● Problem to solve
Can you copy the George Harrison passage word for word, from "After the Beatles" up to and including "his own song."?
Text passage START
George Harrison was a popular songwriter and musician, best known as a member of The Beatles.
Born 1943 in Liverpool, England, he attended a "smart school" but was regarded as a poor student, and colleagues described him as one who would "sit alone in the corner." He met Paul McCartney in the mid 1950s and played lead guitar in the band (initially called the Quarry Men) that eventually became the Beatles.
During the height of the Beatles' popularity, he was often characterized as the "quiet Beatle," noted for his introspective manner and his growing interest in Indian mysticism. In the mid 1960s he began playing the sitar, which influenced the sound of the Beatles music in such songs as "Norwegian Wood," "Love You To," and "Within You Without You." While not the primary composer in the group (Lennon and McCartney wrote most of the Beatles' material), as time went on his songs improved greatly and his material earned respect both from his fellow Beatles and the music-buying public. Notable examples include "Taxman," "While My Guitar Gently Weeps" (which featured a guitar solo by Eric Clapton), "Here Comes the Sun," and "Something."
After the Beatles split in 1970, Harrison released a number of albums which were critically and commercially successful, both as solo projects and as the member of other groups. After many years of having been limited in his contributions to the Beatles' catalog, he unleashed a torrent of material in first major solo work released after the breakup, the triple album All Things Must Pass. The album included the number one hit single, "My Sweet Lord." Harrison was later sued for copyright infringement over similarities between "My Sweet Lord" and the 1963 Chiffon's single "He's So Fine." Harrison denied deliberately stealing the song, but he did lose the case in 1976; in the ruling, the court granted the possibility that Harrison had unconsciously taken the Chiffons song as the basis for his own song.
Text passage END
Record set START
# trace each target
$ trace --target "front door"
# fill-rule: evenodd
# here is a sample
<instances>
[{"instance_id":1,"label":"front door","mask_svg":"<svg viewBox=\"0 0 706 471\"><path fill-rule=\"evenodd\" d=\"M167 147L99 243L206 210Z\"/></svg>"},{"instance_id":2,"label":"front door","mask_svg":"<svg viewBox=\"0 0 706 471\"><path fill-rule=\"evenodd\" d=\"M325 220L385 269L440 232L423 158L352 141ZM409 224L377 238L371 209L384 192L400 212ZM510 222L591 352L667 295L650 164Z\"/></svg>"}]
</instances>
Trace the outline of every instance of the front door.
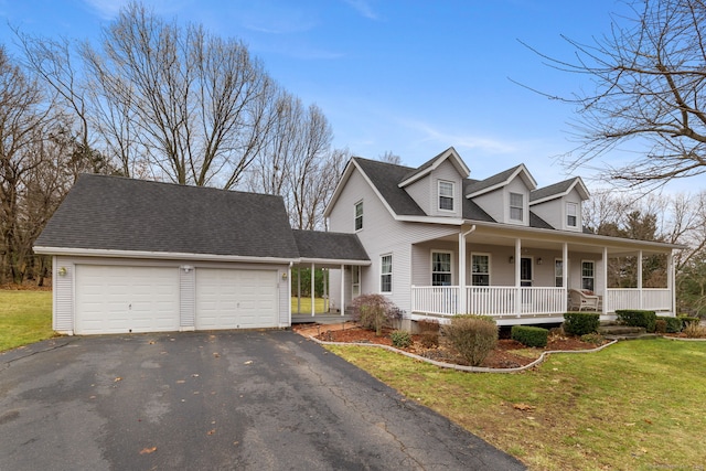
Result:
Record set END
Record set START
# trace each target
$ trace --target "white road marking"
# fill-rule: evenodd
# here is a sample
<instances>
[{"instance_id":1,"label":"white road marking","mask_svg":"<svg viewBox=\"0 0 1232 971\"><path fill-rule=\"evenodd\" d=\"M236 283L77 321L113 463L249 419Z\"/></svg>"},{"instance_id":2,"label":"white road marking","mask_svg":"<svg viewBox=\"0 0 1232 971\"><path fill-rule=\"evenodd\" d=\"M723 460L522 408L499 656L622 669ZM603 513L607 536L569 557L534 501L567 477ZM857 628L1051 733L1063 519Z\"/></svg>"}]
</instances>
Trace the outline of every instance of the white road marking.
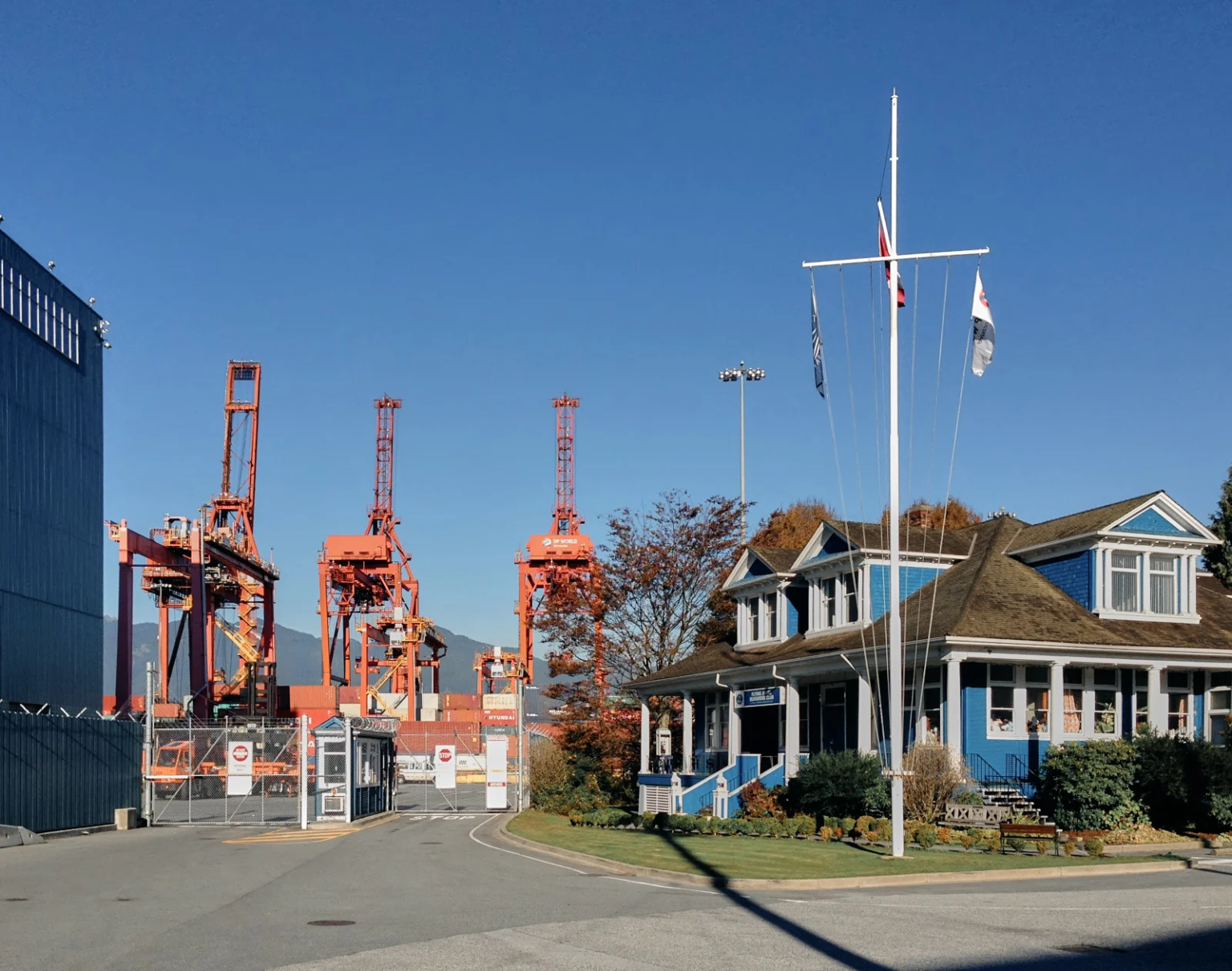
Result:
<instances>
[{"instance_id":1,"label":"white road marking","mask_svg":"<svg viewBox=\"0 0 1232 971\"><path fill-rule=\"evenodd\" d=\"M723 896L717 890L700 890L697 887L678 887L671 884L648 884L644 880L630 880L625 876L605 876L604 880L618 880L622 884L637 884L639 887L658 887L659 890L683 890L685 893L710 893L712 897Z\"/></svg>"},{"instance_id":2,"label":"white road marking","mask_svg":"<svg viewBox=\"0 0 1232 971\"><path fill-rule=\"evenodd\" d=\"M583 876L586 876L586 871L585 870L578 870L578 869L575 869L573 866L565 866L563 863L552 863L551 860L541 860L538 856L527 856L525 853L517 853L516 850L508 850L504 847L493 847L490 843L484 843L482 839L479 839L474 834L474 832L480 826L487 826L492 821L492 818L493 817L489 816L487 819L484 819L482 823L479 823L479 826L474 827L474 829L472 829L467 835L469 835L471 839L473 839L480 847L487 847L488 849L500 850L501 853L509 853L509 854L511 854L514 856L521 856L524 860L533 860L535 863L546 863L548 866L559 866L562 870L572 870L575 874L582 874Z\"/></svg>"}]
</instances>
Record set END
● Solution
After the Beatles split in 1970, Harrison released a number of albums which were critically and commercially successful, both as solo projects and as the member of other groups. After many years of having been limited in his contributions to the Beatles' catalog, he unleashed a torrent of material in first major solo work released after the breakup, the triple album All Things Must Pass. The album included the number one hit single, "My Sweet Lord." Harrison was later sued for copyright infringement over similarities between "My Sweet Lord" and the 1963 Chiffon's single "He's So Fine." Harrison denied deliberately stealing the song, but he did lose the case in 1976; in the ruling, the court granted the possibility that Harrison had unconsciously taken the Chiffons song as the basis for his own song.